[Given problem] Return the listing below verbatim. Pictures do not belong in the copy.

[Records shown]
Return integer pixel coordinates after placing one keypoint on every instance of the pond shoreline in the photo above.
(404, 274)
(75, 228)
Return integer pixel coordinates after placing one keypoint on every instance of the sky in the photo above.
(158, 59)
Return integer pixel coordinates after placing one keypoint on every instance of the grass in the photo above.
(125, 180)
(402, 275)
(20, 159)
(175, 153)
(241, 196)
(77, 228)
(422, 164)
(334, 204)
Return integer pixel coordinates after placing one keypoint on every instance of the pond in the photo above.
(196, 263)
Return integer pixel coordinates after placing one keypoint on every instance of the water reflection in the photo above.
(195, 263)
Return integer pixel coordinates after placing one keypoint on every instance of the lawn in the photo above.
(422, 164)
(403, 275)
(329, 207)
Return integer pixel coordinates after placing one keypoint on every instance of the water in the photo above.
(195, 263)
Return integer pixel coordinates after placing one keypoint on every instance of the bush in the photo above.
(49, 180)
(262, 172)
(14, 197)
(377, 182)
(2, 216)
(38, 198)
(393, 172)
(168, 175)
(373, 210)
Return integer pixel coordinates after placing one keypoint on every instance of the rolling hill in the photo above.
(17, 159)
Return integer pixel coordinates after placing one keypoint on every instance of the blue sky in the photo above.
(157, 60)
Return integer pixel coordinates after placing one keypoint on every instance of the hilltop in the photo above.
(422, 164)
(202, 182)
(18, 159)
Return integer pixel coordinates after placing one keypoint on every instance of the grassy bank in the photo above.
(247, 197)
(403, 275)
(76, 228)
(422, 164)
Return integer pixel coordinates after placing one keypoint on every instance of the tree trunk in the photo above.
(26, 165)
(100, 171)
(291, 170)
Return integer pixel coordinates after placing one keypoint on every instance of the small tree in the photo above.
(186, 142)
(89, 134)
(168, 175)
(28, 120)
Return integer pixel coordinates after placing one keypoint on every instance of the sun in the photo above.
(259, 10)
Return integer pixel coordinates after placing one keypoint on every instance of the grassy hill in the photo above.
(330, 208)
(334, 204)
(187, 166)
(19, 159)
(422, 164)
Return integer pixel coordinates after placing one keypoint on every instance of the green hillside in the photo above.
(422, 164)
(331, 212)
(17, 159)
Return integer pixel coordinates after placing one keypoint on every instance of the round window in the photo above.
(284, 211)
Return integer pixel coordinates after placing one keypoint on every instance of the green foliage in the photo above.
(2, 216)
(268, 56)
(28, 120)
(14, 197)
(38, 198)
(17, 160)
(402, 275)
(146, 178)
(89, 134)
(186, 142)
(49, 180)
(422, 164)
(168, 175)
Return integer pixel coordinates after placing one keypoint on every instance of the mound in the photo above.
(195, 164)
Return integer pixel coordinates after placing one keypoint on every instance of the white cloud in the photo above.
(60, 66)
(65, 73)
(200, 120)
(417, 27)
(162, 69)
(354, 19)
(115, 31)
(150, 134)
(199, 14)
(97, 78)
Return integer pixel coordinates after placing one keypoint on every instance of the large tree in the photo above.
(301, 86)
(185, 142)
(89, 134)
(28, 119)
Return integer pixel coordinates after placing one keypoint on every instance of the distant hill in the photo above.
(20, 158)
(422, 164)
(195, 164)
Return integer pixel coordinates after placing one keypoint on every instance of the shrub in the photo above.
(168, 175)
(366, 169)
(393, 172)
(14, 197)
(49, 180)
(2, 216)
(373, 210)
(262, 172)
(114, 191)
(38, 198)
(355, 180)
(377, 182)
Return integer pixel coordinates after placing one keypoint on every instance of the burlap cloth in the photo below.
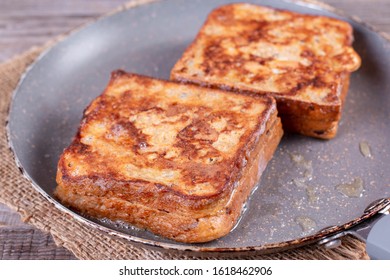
(90, 243)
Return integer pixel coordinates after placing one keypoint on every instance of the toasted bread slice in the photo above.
(179, 160)
(304, 61)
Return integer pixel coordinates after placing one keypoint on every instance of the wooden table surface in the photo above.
(26, 23)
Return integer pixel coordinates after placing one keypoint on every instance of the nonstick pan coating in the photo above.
(309, 185)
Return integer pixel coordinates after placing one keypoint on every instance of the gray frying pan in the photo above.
(311, 191)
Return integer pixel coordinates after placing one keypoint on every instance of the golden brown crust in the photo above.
(302, 60)
(167, 157)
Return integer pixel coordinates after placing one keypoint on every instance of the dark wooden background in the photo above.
(25, 23)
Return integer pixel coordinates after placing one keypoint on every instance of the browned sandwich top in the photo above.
(260, 49)
(185, 139)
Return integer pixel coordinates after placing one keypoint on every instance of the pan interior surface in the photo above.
(309, 185)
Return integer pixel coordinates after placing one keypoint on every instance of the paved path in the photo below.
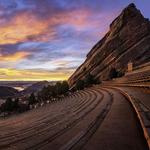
(93, 119)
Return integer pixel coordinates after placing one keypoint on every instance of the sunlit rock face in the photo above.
(127, 40)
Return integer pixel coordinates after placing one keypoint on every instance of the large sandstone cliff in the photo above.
(127, 40)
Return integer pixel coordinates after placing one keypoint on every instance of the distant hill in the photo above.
(7, 91)
(127, 40)
(35, 87)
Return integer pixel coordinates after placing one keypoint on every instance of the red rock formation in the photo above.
(127, 40)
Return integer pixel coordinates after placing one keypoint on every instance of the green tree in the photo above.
(32, 99)
(8, 106)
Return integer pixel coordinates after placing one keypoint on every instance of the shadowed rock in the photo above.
(127, 40)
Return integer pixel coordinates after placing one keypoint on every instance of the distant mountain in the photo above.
(127, 40)
(35, 87)
(7, 91)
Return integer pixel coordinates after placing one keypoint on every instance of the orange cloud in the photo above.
(27, 26)
(14, 57)
(20, 28)
(30, 75)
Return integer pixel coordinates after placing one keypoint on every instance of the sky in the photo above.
(49, 39)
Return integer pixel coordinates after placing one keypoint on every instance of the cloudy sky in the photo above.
(49, 39)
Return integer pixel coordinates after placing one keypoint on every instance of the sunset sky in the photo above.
(49, 39)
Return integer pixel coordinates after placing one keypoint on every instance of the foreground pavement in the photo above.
(92, 119)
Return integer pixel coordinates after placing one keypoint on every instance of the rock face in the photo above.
(35, 87)
(127, 40)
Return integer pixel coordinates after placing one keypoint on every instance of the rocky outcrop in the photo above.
(127, 40)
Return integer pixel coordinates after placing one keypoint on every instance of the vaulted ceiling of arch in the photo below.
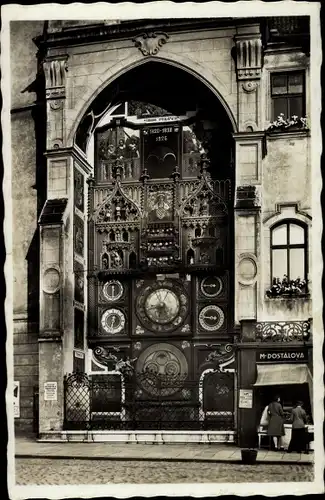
(162, 85)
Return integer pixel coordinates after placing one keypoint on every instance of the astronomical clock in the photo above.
(160, 277)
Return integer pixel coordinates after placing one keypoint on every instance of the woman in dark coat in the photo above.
(276, 422)
(298, 441)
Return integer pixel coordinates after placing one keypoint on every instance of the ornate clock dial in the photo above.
(211, 318)
(162, 305)
(113, 290)
(113, 320)
(211, 286)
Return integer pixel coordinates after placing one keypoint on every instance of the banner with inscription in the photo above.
(161, 150)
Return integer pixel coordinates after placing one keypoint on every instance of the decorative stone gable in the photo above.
(149, 43)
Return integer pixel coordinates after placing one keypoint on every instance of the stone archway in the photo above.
(209, 80)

[Exercise response]
Return integer pixel coordinates after placing one keypoint on every instance of the pond shoreline in the photo above.
(404, 274)
(75, 228)
Return integer pixel coordinates after placing one keypoint on every instance of the sky in the photo above.
(158, 59)
Return integer pixel coordinates after placing one keypoint on every instance of the grass in the photo above.
(125, 180)
(402, 275)
(20, 159)
(175, 153)
(241, 196)
(77, 228)
(422, 164)
(334, 204)
Return integer pixel coordinates after placing one keypoint on every instance of the pond in the photo above.
(196, 263)
Return integer pixel coordinates after placing one keypoint on every instance of the water reflection in the photo above.
(195, 263)
Return integer pixel coordinates after placing one keypoint on every instance of the lawn in the photo above.
(422, 164)
(403, 275)
(329, 207)
Return integer pixel coordinates after placing one keypoint on every instance of the water in the photo above.
(195, 263)
Return integer pixel coordinates after placing one keypoint on every instance of the bush in the photo above.
(49, 180)
(262, 172)
(14, 197)
(377, 182)
(2, 216)
(38, 198)
(393, 172)
(168, 175)
(373, 210)
Return integer pixel coordinates after placing one keypoint on every instance of the rolling hill in the photo above.
(17, 159)
Return integer pixel coordinates after placing one keypoint on every instance of the blue sky in the photo above.
(157, 60)
Return integer pixel coordinates after placing one keypoint on every instance of the hilltop in the photo above.
(422, 164)
(202, 182)
(18, 159)
Return integer pixel coordinates after placing one keypoint on every instance of the grassy bank in the photo above.
(247, 197)
(403, 275)
(76, 228)
(422, 164)
Return integer pixel coordinates after placing one keypoint on every instance of the tree trunk in the photo above.
(26, 165)
(100, 171)
(291, 170)
Return integer pixel coordinates after placing one keypoint on every instance of the small tree in the photo above.
(186, 142)
(89, 134)
(168, 175)
(28, 120)
Return integer pixel coordinates after placing one keypoint on every instance of the sun in the photo above.
(259, 10)
Return integer pixel coordinates after placing one keypoint on every instance of the grassy hill in the photo above.
(330, 208)
(334, 204)
(187, 166)
(19, 159)
(422, 164)
Return integer pixel coordinates after placing one keypoint on every instance of the green hillside in the photo above.
(422, 164)
(331, 212)
(17, 159)
Return integer pixel coordinates after placing one keypoint on every instance of the round window in the photo above.
(284, 211)
Return integer pixel coordinates after placing one keypoint on every instance of the green foliage in the photo above.
(2, 216)
(268, 56)
(28, 120)
(14, 197)
(38, 198)
(17, 160)
(402, 275)
(146, 178)
(89, 134)
(186, 142)
(49, 180)
(422, 164)
(168, 175)
Return integer pixel coordinates after placing one keypoint on every instance of the mound in the photo above.
(195, 164)
Return integer pixel coordinates after placing one keypoint on every instance of the white cloud in the photo above.
(60, 66)
(65, 73)
(200, 120)
(417, 27)
(162, 69)
(354, 19)
(115, 31)
(150, 134)
(199, 14)
(97, 78)
Return integer pixel coordinates after placing one keypoint on every instance of the large tree in the photo above.
(301, 86)
(185, 142)
(89, 134)
(28, 119)
Return integer pixel coordinates after placing one keypoint on every instance of the distant hill in the photo above.
(20, 158)
(422, 164)
(195, 164)
Return integer pixel coordinates after placing one keypoint on every instance of the shrub in the photo above.
(168, 175)
(366, 169)
(393, 172)
(14, 197)
(49, 180)
(2, 216)
(373, 210)
(262, 172)
(114, 191)
(38, 198)
(355, 180)
(377, 182)
Return integer pixel coordinates after placing one keypoint on every instance of the burlap cloth in the photo below.
(90, 243)
Return integer pixel coordinates after placing one keypoint on every instance of the toasted bread slice in the photo above.
(179, 160)
(304, 61)
Return integer pixel coordinates after placing one keypoint on every instance of the wooden table surface in the photo above.
(26, 23)
Return integer pixel coordinates after placing one keypoint on every instance of the nonstick pan coating in the photo above.
(309, 185)
Return integer pixel coordinates after placing one keypoint on every instance of the gray frying pan in the photo above.
(311, 191)
Return integer pixel coordinates after placing one keypoint on every instance of the golden brown crust in the photo above.
(302, 60)
(167, 157)
Return integer pixel coordinates after placing one keypoint on every instance of the dark wooden background in the photo above.
(25, 23)
Return integer pixel coordinates after placing one keypoint on every instance of the browned sandwich top in the photo above.
(260, 49)
(185, 139)
Return integer pixel coordinates after placing one keypoint on every instance of the pan interior surface in the photo above.
(309, 185)
Return integer pixel coordinates after placing one keypoint on every instance of the paved path in the photo below.
(93, 119)
Return integer pixel coordinates after placing one keypoint on every instance of the sunlit rock face in the photo above.
(127, 40)
Return integer pixel coordinates after placing one keypoint on every instance of the large sandstone cliff in the photo above.
(127, 40)
Return integer pixel coordinates after placing one keypoint on every instance of the distant hill in the photo above.
(7, 91)
(127, 40)
(35, 87)
Return integer pixel coordinates after placing one keypoint on every instance of the red rock formation in the photo above.
(127, 40)
Return integer pixel coordinates after placing one keypoint on every instance of the green tree in the photo above.
(32, 99)
(8, 106)
Return integer pixel coordinates after placing one keypoint on every instance of the shadowed rock in the photo above.
(127, 40)
Return integer pixel coordinates after placing one keypoint on every instance of the distant mountain in the photo above.
(127, 40)
(35, 87)
(7, 91)
Return integer pixel coordinates after placing one keypoint on every instance of the orange cloud in the photo above.
(27, 26)
(14, 57)
(20, 28)
(30, 75)
Return integer pixel coordinates after placing one keypoint on every instance of the sky in the photo above.
(49, 39)
Return integer pixel coordinates after placing one keypoint on every instance of the cloudy sky in the photo above.
(49, 39)
Return integer pixel coordinates after placing one keypoint on every instance of the sunset sky in the photo above.
(49, 39)
Return integer pixel coordinates after placing one keypoint on every instance of the foreground pavement in the photo above.
(92, 119)
Return integer pixel coordinates after placing one keypoint on every instance of the rock face in the photo above.
(35, 87)
(127, 40)
Return integer pixel coordinates after placing one keypoint on every instance of the rocky outcrop in the photo above.
(127, 40)
Return integer pixel coordinates after placing one keypoint on every instance of the vaulted ceiling of arch in the photo below.
(162, 85)
Return integer pixel coordinates after placing one keypoint on every instance of the astronomical clock in the photo above.
(160, 277)
Return integer pixel coordinates after placing one keypoint on every instance of the woman in dark coat in the photo above.
(276, 422)
(298, 441)
Return integer pixel coordinates after placing one keypoint on every instance of the ornate clock dial in the photo above.
(211, 318)
(162, 305)
(113, 290)
(113, 320)
(211, 286)
Return integer pixel coordinates after placing one keypoint on every instance of the banner with inscription in the photo above.
(161, 150)
Return integer pixel coordinates after placing one keypoint on every instance of the decorative stone gable in the photo above.
(149, 43)
Return integer pixel coordinates after placing one keypoint on every instance of the stone archway in the photo above.
(209, 80)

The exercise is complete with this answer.